- **Exercise requirements**: Reproduce every line of the records below word for word, omitting the pictures.

- **Items**:
■ ■ ■

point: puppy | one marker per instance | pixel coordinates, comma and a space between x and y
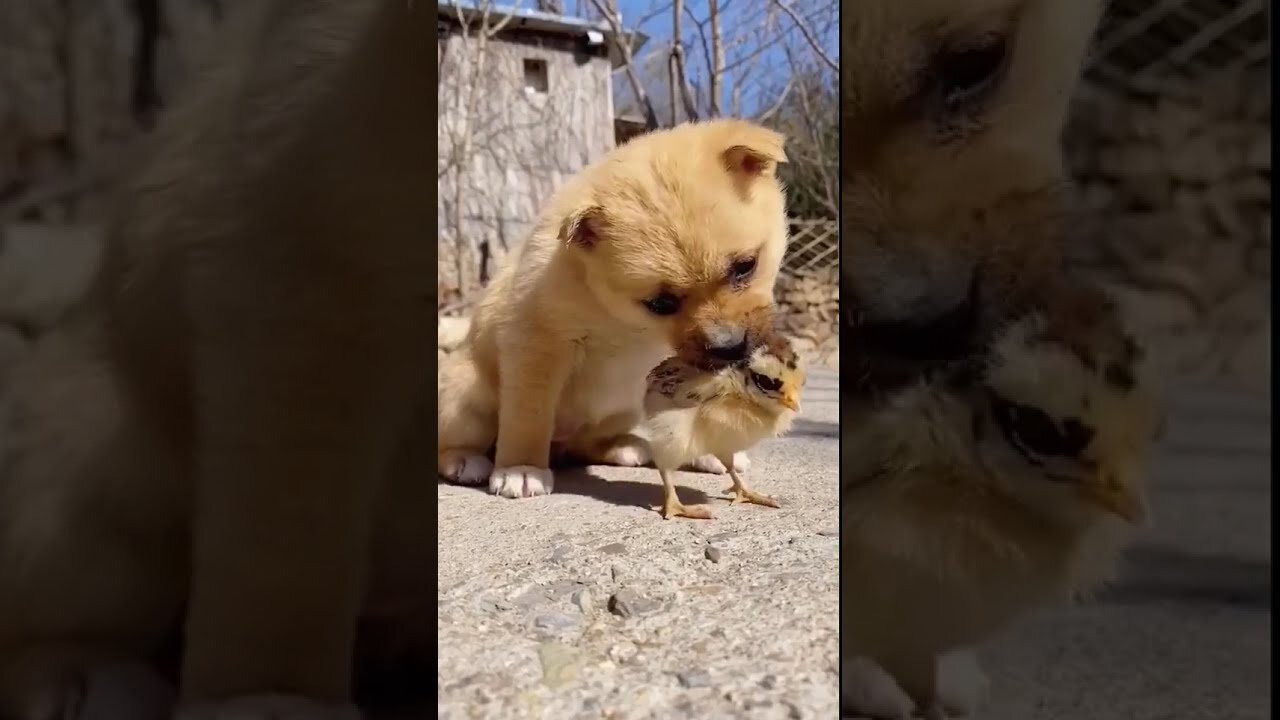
951, 168
205, 447
671, 242
951, 218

■ ■ ■

- **Answer to the exercise**:
point: puppy | one marker per instance | pixel coordinates, comma and a space between x and y
951, 168
205, 447
671, 242
951, 218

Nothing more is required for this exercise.